Document:
----

On The Wild Side: Uninvited Guest

Foxes may not be a welcome sight in many gardens, but local photographer Cathy Cooper felt a duty of care when one took up residence in her home…

Talbot Road, Twickenham

As November rolls around again, I’m reminded of the time two years ago when I had a surprise visitor. On the 13th of the month at precisely 3pm, I opened the door to my back room upstairs and there on the landing, curled up asleep, was a fox. She awoke. We looked at each other for a second then she quickly ran down the stairs and out of the cat flap.

Shortly afterwards, the fox came back in, went out again and repeated this several times.  The cat flap was pegged open for our 22-year-old cat who had not quite mastered the technique of pushing it.

Thinking the vixen was hungry, I gave her some cat food but she wasn’t interested and went out. Her coat was in poor condition with patches of mange so I contacted the National Fox Welfare Society for their free treatment drops. Later that evening my husband and I were watching TV, when we heard a crash. She was suddenly in the house again, had ran upstairs and gone under the bed. I managed to chase her out.

Two days later the mange ointment arrived. Foxy Talbot, as we now called her (a nod to the inventor and photography pioneer), came in and went straight upstairs to the back room and under the spare bed. I took up a dish of jam sandwiches laced with the drops and some cat food. She devoured it all then settled down and fell asleep.

----

Given request 1:
In the fox article, at what time did the writer find the fox on the landing?
Given request 2:
Rewrite the part of the fox article that begins at the words "Talbot Road, Twickenham" and stops after "the cat flap.", putting "hallway" in place of "landing".
The material after this point has no connection to the fox article.

----

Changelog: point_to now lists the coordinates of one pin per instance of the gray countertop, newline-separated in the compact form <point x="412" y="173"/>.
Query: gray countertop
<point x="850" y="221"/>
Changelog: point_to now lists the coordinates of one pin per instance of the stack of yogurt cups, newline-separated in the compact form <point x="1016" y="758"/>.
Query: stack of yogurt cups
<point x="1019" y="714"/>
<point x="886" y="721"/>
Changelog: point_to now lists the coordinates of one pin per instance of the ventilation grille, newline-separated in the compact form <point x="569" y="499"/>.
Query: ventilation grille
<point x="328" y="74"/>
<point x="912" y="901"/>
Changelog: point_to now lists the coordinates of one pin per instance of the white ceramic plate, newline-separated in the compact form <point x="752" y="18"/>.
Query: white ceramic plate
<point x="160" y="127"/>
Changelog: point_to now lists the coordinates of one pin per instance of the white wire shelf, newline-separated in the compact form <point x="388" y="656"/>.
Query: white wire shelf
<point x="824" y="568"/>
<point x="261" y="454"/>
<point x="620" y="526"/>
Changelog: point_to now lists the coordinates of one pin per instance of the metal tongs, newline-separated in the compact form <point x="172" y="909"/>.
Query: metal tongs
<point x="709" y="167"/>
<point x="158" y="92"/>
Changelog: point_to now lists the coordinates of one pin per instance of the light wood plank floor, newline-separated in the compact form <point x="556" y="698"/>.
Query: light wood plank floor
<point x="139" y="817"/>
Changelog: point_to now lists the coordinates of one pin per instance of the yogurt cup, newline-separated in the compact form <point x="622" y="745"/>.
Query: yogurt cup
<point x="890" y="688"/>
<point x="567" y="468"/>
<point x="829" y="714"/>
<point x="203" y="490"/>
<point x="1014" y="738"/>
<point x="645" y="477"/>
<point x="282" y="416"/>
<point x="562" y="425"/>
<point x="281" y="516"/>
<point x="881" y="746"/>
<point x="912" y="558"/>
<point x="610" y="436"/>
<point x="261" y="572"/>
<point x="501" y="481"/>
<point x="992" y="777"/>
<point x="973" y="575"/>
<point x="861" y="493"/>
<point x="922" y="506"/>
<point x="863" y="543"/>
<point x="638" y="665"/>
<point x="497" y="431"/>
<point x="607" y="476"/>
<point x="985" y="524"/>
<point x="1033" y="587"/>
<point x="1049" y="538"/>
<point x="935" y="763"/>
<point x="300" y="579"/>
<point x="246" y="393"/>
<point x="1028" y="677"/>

----

Task answer 1:
At precisely 3pm.

Task answer 2:
Talbot Road, Twickenham

As November rolls around again, I’m reminded of the time two years ago when I had a surprise visitor. On the 13th of the month at precisely 3pm, I opened the door to my back room upstairs and there on the hallway, curled up asleep, was a fox. She awoke. We looked at each other for a second then she quickly ran down the stairs and out of the cat flap.